-------- READING TEXT

Opinion
1:2020-CV-08721
12-15-2022
GABINO GENAO, Plaintiff v. CITY OF NEW YORK, PHILLIPS, GLOVER, ET. Defendant
PLAINTIFF'S MOTION TO COMPEL DISCOVERY
The plaintiff moves pursuant to Rule 34(b) and 37(a), Fed.R.Civ.P., for an order compelling the defendants to produce for inspection and copying the documents requested on August 26,2022.
DECLARATION IN SUPPORT OF MOTION TO COMPEL
GABINO GENAO declares under penalty of perjury:
1. I am the plaintiff in this case. I make this affidavit in support of my motion to compel discovery.
2. On August 26,2022, I served on the defendants' counsel a request for production of documents, which is attached to this affidavit as Exhibit 1.
3. Defendants did not respond to this request within the 30 days allowed, nor did they request an extension of time from this court or agreement from the Plaintiff to an extension of time.
4. On October 10,2022, I spoke to the defendants' counsel pointing out that their responses were a month late and requesting that they respond immediately. A copy of my email is attached as Exhibit 2.
5. Defense counsel acknowledges this delay on October 13,2022 stating that she would respond to my document request by filing objections to the production to any material sought.
6. Defendants' objections on the ground that the discovery sought is irrelevant, burdensome, vague, ambiguous, over broad and privileged have no merit and are frivolous at minimum, are fully relevant as set forth in the brief accompanying this motion.
BRIEF IN SUPPORT OF MOTION TO COMPEL DISCOVERY
Statement of the Case
This is a § 1983 action filed by Gabino Genao held at Attica Correctional Facility seeking injunctive, consequential, punitive, future and compensatory damages based on denial of procedural due process violations and excessive confinement, violation of Sandin order, deliberate indifference to mental health (suicidal) and atypical significant hardship.
Statement of facts
On August 26,2022 I plaintiff, served a request for production of documents pursuant to rule 33.2,34 Fed.R.Civ.P as set forth in my declaration, the defendants failed to respond within 30 days, and did not make any effort to obtain an extension from the court or by contacting the plaintiff. After 2 months, the plaintiff requested a response. After several more weeks, the defendant served a response to which they objected to my entire request.

----------------
-------- RECORDS PROVIDED

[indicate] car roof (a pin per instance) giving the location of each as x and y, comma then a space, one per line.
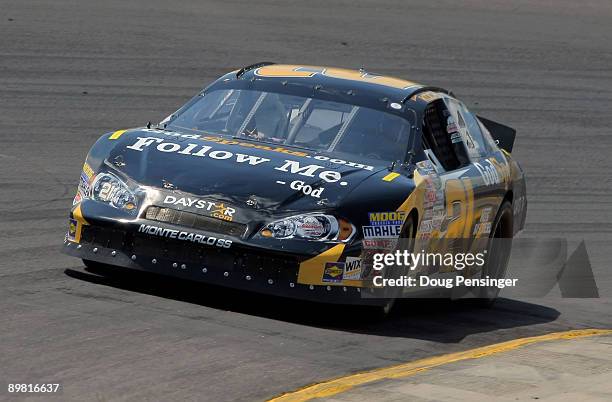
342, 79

----------------
-------- RECORDS PROVIDED

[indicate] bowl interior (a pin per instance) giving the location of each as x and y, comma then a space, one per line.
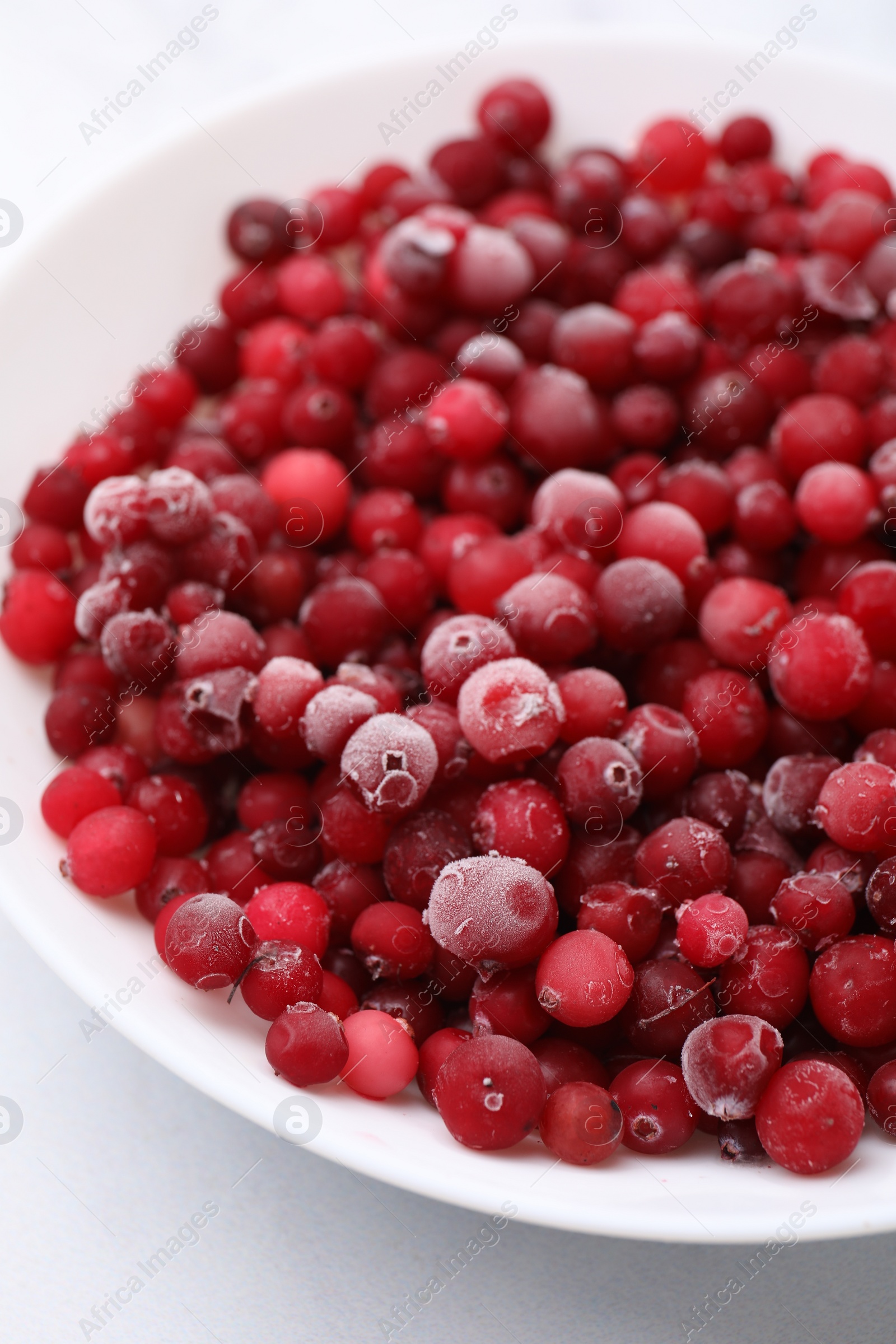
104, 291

----------------

### REQUESTS
a) In the motion to compel, list every ground on which the defendants objected to the discovery sought.
b) Set down the passage of the motion to compel starting with "4. On October" and going on through "as Exhibit 2.".

### ANSWERS TO THE PROBLEMS
a) irrelevant, burdensome, vague, ambiguous, over broad, privileged

b)
4. On October 10,2022, I spoke to the defendants' counsel pointing out that their responses were a month late and requesting that they respond immediately. A copy of my email is attached as Exhibit 2.